→ **Problems to work on**
A. In the essay on sex differences in STEM, what title did the writer give the article published in Quillette?
B. Return everything in the essay on sex differences in STEM from "Jordan Peterson recently" down to "in more detail.".
C. Supply the next part of the essay on sex differences in STEM, picking up right after its final sentence.

Jordan Peterson recently tweeted that, “The STEM fields are next on the SJW hitlist. Beware, engineers.” I’m convinced that Peterson is correct and I feel that my ongoing case has allowed me to see a likely avenue of attack from those who support the equity agenda. They will characterize any discussion of sex differences, no matter how calm and rational, as a form of gender harassment which in turn constitutes sexual harassment. In other words, if you dare to discuss the science of sex differences—even at a university—there’s a good chance that you’ll be accused of violating US law. But I’m getting ahead of myself, so let me back up and explain in more detail.
For me, it started when Google fired their engineer James Damore for daring to suggest that men and women are different and that those differences can explain much of the gender gap in tech. I was disturbed by Google’s unwillingness to explore these ideas and I spent nearly a year discussing gender differences at the Paul G. Allen School of Computer Science & Engineering at the University of Washington where I work. Then I wrote an article for Quillette entitled “Why Women Don’t Code,” in which I repeated many of the same ideas that got Damore into trouble.

→ **Records**

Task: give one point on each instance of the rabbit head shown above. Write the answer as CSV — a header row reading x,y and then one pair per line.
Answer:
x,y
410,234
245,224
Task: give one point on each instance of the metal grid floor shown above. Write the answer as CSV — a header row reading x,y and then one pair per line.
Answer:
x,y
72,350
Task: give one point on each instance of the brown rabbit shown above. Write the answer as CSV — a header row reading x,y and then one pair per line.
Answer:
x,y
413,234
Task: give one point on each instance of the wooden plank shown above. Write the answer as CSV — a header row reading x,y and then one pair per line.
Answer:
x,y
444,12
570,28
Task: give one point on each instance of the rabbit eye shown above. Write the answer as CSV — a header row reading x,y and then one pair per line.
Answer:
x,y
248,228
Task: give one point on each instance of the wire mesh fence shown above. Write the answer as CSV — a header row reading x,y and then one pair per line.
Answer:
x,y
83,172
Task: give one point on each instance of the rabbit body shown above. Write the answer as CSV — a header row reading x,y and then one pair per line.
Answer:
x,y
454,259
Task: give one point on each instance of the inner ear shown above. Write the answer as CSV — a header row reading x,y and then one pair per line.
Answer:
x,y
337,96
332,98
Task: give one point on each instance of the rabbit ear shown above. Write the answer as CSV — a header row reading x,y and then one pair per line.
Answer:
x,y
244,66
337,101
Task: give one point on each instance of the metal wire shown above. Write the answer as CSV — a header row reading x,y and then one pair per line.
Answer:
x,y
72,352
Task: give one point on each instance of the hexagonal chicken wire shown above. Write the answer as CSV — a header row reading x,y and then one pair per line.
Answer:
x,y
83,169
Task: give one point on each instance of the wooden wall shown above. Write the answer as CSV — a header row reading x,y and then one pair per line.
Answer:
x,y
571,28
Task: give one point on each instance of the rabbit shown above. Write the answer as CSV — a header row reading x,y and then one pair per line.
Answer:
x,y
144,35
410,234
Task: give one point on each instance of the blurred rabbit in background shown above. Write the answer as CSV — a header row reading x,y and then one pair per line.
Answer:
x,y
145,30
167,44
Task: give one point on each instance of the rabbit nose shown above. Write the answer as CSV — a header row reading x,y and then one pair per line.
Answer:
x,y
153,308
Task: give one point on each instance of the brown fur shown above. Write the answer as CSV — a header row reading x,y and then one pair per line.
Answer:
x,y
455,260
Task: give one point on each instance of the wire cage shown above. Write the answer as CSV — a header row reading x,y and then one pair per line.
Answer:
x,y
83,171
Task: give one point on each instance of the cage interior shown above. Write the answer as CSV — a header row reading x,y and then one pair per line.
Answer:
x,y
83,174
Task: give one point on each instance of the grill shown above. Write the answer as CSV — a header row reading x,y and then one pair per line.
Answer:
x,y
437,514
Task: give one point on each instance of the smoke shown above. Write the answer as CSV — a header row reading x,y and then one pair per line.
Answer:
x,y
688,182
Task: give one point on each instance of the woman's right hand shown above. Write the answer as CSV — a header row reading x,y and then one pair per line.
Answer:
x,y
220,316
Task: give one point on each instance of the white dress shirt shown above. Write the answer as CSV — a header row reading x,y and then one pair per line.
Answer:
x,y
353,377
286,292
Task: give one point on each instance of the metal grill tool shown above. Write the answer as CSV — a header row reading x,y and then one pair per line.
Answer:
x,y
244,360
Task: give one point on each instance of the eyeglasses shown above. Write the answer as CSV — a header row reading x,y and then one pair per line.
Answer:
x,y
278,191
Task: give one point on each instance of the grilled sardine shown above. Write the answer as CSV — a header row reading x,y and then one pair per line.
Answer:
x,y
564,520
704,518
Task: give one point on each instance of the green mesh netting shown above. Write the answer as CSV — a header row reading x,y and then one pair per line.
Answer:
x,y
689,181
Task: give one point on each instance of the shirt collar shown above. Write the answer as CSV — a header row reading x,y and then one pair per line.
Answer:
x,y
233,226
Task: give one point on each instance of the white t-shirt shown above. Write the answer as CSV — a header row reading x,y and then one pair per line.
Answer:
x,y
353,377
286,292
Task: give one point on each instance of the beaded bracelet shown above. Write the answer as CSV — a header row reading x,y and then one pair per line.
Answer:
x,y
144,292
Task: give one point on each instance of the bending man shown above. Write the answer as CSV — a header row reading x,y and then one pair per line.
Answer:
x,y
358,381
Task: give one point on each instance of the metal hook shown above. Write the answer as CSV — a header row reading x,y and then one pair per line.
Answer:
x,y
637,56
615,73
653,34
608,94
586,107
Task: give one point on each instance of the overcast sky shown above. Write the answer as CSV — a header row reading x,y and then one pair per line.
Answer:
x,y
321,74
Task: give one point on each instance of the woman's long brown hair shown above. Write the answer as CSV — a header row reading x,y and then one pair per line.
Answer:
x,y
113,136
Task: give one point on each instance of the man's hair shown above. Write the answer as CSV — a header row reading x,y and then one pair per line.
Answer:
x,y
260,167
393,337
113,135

→ **Written answers**
A. “Why Women Don’t Code”

B.
Jordan Peterson recently tweeted that, “The STEM fields are next on the SJW hitlist. Beware, engineers.” I’m convinced that Peterson is correct and I feel that my ongoing case has allowed me to see a likely avenue of attack from those who support the equity agenda. They will characterize any discussion of sex differences, no matter how calm and rational, as a form of gender harassment which in turn constitutes sexual harassment. In other words, if you dare to discuss the science of sex differences—even at a university—there’s a good chance that you’ll be accused of violating US law. But I’m getting ahead of myself, so let me back up and explain in more detail.

C.
My article initially generated a great deal of interest. Many news organizations wrote about it including Inside Higher Ed, the Seattle Times, the Stranger, GeekWire, and Campus Reform. I was invited to do two podcasts and a segment on our local news. A half dozen people put signs outside their office doors meant to counter my article with slogans such as, “I look like a computer scientist. So do my colleagues of every gender.” Nearly 50 messages were sent to a school-wide mailing list in just two days. But the intensity did not last.
And then the news came. On October 24, a group of graduate students announced that, “More will be done to address gender harassment at the Allen School.” At the University of Washington, graduate student employees are unionized and this group of graduate students had filed a grievance with their union. They complained that, “the school leadership’s past silence in response to gender harassment (see a timeline of incidents here) contributed to a hostile work environment.” The timeline they provide is about my Quillette article.
I haven’t checked every date and detail, but the timeline seems to be accurate. What I find most surprising is that the students feel that this narrative of events constitutes “gender harassment.” Consider, for example, this paragraph that they include without explanation as to how it constitutes harassment:
SR replies-all with a “thought experiment” asking “how to make someone like James Damore feel welcome in CSE,” quoting Damore’s memo and calling Damore’s position a “defensible position.”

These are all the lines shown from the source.